REQUIRED WORK ->
1) Transcribe the job description word for word from "Jobright is an" up to and including "AI training pipelines.".
2) According to the job description, what does Together AI focus on developing?

DOCUMENT TEXT ->
What are the responsibilities and job description for the Senior LLM Training Resilience Engineer position at Jobright.ai?
Jobright is an AI-powered career platform that helps job seekers discover the top opportunities in the US. We are NOT a staffing agency. Jobright does not hire directly for these positions. We connect you with verified openings from employers you can trust.
Job Summary:
Together AI is a research-driven artificial intelligence company focused on developing open-source generative AI and infrastructure for AI models. They are seeking a Large-scale Training Resilience Engineer to ensure the reliability and scalability of their large-scale training infrastructure, addressing complex distributed systems problems and building highly available AI training pipelines.
Responsibilities:
• Develop systems to identify, isolate, and recover from failures in large-scale distributed training workloads.
• Implement proactive error-detection mechanisms, including straggler detection and fault prediction algorithms.
• Ensure stability and consistency across distributed training clusters (e.g., GPU/TPU clusters).
• Optimize recovery time and throughput in the face of hardware or software failures.

MATERIAL SUPPLIED ->

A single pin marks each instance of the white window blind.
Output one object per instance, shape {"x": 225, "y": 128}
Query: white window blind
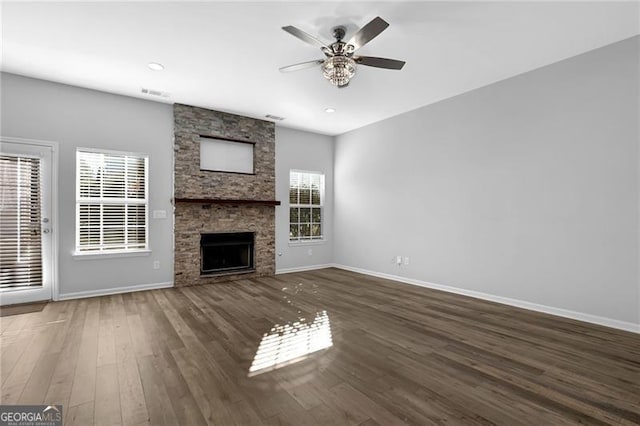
{"x": 111, "y": 201}
{"x": 20, "y": 210}
{"x": 306, "y": 193}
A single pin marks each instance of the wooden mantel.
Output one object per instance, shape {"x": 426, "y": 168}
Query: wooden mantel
{"x": 225, "y": 201}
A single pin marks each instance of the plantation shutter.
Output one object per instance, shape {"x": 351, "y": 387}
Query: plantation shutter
{"x": 111, "y": 202}
{"x": 20, "y": 227}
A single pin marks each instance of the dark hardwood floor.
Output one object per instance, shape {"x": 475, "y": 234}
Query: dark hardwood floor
{"x": 398, "y": 354}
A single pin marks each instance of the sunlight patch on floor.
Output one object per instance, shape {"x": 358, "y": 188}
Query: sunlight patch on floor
{"x": 291, "y": 342}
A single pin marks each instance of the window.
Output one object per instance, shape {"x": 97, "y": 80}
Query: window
{"x": 306, "y": 194}
{"x": 111, "y": 201}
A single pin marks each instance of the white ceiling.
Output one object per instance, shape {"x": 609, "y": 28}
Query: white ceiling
{"x": 225, "y": 56}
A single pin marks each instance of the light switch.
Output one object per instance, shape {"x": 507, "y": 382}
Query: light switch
{"x": 159, "y": 214}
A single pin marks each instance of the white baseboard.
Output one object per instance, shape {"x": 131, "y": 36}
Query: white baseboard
{"x": 303, "y": 268}
{"x": 594, "y": 319}
{"x": 117, "y": 290}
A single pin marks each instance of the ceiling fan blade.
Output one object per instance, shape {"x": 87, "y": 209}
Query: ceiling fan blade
{"x": 371, "y": 61}
{"x": 301, "y": 66}
{"x": 307, "y": 38}
{"x": 368, "y": 32}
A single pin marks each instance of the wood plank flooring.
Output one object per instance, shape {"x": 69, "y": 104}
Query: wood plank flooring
{"x": 399, "y": 355}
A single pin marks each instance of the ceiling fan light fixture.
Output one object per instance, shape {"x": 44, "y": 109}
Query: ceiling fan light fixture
{"x": 339, "y": 70}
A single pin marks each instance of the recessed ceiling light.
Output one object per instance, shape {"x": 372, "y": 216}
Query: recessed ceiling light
{"x": 155, "y": 66}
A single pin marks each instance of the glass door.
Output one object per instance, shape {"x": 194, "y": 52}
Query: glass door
{"x": 26, "y": 241}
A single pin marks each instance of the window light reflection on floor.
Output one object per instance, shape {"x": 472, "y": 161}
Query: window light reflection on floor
{"x": 293, "y": 342}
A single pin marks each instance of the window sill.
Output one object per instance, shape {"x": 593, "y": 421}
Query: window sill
{"x": 110, "y": 255}
{"x": 307, "y": 243}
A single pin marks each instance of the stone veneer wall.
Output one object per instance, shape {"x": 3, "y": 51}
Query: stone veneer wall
{"x": 190, "y": 182}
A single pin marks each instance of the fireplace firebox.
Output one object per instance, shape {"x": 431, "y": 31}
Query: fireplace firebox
{"x": 226, "y": 252}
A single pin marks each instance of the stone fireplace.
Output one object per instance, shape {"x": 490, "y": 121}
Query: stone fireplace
{"x": 224, "y": 221}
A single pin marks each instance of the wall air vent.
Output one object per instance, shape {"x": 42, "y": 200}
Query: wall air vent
{"x": 154, "y": 92}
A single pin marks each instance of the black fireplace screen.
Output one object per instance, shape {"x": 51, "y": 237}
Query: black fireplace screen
{"x": 226, "y": 252}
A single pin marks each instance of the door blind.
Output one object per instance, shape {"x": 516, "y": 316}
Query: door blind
{"x": 20, "y": 227}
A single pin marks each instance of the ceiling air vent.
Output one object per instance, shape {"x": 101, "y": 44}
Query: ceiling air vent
{"x": 154, "y": 92}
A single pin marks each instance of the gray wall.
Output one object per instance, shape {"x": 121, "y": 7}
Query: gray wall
{"x": 76, "y": 117}
{"x": 300, "y": 150}
{"x": 525, "y": 189}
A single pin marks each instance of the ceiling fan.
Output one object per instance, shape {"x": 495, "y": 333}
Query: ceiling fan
{"x": 340, "y": 63}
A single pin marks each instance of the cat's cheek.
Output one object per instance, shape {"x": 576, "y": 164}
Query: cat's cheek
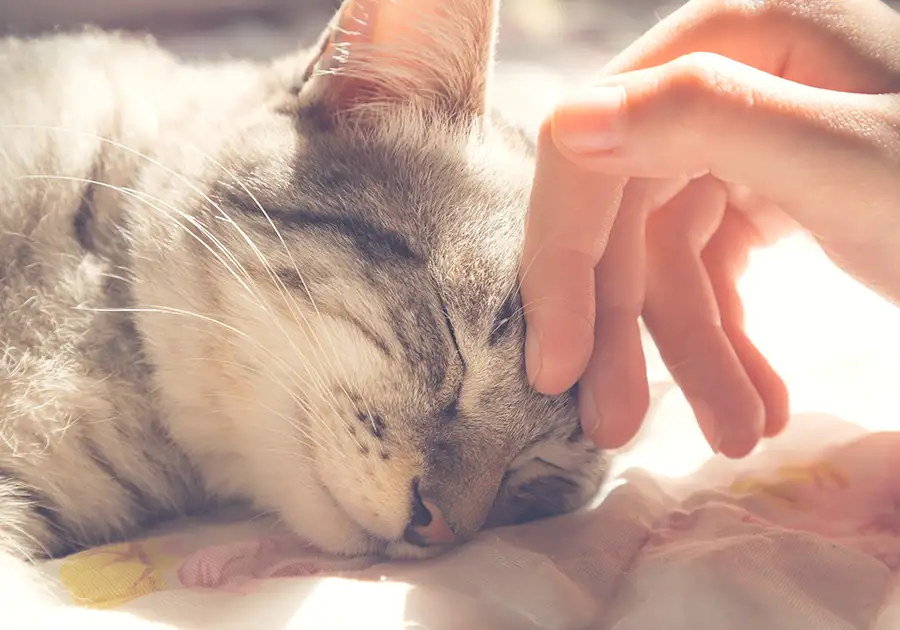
{"x": 315, "y": 518}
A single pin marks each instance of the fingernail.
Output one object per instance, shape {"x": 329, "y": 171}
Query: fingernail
{"x": 354, "y": 22}
{"x": 591, "y": 121}
{"x": 590, "y": 416}
{"x": 533, "y": 359}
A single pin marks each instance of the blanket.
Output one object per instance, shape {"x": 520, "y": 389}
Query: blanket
{"x": 805, "y": 533}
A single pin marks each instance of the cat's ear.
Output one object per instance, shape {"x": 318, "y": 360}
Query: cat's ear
{"x": 437, "y": 53}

EXPECTED RESPONSES ->
1)
Jobright is an AI-powered career platform that helps job seekers discover the top opportunities in the US. We are NOT a staffing agency. Jobright does not hire directly for these positions. We connect you with verified openings from employers you can trust.
Job Summary:
Together AI is a research-driven artificial intelligence company focused on developing open-source generative AI and infrastructure for AI models. They are seeking a Large-scale Training Resilience Engineer to ensure the reliability and scalability of their large-scale training infrastructure, addressing complex distributed systems problems and building highly available AI training pipelines.

2) Open-source generative AI and infrastructure for AI models.